SHORT EXERCISE: Transcribe exactly the lines from the one holding "of the mountain" to the end of the data below, including both of those lines and no others.
>>
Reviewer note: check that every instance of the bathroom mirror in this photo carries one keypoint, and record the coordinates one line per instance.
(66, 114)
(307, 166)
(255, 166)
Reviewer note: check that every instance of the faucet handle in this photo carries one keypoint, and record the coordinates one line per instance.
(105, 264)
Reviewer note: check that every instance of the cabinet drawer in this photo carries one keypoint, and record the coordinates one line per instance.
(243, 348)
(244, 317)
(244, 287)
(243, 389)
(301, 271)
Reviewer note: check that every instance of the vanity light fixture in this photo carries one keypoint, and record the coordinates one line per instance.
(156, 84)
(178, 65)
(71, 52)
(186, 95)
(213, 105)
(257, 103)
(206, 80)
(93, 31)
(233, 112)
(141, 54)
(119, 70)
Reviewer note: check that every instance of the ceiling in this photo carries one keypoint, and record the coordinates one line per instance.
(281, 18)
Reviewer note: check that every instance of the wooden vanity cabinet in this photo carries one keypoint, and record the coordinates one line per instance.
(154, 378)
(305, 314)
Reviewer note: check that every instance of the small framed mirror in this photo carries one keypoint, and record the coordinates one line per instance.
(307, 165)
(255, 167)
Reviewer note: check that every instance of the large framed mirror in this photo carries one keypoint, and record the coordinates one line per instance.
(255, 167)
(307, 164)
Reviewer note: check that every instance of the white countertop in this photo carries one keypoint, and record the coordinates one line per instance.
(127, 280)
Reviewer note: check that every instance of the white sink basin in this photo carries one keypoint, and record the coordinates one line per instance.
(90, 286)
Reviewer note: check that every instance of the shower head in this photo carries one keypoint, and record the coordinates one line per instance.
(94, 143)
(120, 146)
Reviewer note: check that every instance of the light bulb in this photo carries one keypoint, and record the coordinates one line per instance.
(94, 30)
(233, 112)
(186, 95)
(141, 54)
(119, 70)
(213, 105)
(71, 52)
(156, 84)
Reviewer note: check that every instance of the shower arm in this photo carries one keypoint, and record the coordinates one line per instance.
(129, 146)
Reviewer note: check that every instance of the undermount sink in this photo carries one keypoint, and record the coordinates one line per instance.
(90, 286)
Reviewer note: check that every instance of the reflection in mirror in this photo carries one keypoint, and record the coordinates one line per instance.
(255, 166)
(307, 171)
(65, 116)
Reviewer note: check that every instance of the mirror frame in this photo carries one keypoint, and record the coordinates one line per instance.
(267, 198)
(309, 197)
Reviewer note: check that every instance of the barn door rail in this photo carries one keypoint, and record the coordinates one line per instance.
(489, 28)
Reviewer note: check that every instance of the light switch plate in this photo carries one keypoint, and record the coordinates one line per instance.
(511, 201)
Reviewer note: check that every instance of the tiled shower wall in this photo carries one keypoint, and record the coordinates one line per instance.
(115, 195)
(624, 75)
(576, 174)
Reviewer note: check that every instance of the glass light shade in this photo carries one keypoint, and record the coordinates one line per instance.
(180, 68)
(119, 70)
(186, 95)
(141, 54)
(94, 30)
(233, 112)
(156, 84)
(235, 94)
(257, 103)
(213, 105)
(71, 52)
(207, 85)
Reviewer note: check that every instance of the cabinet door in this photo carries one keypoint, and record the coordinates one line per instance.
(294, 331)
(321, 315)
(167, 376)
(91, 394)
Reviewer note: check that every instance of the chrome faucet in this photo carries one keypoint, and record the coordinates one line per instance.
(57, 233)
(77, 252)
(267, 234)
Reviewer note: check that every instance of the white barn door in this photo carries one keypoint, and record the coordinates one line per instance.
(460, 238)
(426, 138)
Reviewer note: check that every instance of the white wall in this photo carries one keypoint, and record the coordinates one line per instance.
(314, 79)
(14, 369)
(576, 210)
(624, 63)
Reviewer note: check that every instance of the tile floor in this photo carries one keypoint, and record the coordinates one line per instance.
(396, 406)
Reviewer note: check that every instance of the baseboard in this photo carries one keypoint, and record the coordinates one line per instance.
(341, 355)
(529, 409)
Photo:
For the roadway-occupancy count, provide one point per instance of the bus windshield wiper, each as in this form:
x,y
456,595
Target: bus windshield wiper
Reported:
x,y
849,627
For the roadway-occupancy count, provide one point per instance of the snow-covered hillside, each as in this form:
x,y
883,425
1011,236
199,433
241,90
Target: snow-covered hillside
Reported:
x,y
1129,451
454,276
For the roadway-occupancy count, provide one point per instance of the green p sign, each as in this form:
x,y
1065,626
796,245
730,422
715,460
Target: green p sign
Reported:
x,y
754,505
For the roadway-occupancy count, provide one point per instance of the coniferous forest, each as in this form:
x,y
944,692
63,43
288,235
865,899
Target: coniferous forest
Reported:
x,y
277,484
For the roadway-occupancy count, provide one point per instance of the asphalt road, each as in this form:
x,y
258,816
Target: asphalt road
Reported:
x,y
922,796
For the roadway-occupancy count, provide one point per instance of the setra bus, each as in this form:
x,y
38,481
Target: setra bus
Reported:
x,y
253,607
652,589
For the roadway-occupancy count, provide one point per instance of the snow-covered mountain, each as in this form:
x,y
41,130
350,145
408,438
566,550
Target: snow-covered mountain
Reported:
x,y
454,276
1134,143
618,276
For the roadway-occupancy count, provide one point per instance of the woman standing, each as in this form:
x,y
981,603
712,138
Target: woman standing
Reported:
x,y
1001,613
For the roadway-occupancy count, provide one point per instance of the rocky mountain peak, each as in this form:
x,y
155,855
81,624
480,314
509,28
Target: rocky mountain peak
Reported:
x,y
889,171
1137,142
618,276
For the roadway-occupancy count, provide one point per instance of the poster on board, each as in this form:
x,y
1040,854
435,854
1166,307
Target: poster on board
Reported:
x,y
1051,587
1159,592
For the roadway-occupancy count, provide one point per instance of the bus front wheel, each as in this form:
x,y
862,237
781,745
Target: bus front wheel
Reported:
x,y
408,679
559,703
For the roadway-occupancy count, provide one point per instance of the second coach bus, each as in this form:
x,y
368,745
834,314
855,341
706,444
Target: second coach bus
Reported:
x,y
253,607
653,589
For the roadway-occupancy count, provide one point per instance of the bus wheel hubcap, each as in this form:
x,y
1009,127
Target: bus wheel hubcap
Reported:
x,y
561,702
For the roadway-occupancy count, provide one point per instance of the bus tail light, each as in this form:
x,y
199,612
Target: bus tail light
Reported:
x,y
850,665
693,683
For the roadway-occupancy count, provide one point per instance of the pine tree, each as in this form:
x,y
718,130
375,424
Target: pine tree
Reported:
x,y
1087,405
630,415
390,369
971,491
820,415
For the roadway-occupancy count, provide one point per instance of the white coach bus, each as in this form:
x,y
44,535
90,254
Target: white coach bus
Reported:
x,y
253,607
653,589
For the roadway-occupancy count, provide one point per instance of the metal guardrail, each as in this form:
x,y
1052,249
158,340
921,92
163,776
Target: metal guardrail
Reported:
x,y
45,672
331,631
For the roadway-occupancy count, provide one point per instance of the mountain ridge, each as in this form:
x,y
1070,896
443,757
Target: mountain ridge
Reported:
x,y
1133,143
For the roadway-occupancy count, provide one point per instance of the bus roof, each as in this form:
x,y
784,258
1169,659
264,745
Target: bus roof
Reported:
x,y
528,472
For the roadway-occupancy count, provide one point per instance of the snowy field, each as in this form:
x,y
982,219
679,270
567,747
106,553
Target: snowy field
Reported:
<<
ANSWER:
For the roadway-occupancy count, provide one point per instance of the mountain ridge, each as in this form:
x,y
1070,896
443,757
Target: mountain ridge
Reported:
x,y
1133,143
For the roadway-occupancy count, provide one point per instance of the bus roof, each as in this form:
x,y
784,258
1169,659
264,745
Target: bus roof
Reported:
x,y
528,472
For the roadway-occupancy count, provide one point per instance of the snowy field, each as in this form:
x,y
982,219
679,270
567,747
106,553
Target: snowy field
Reported:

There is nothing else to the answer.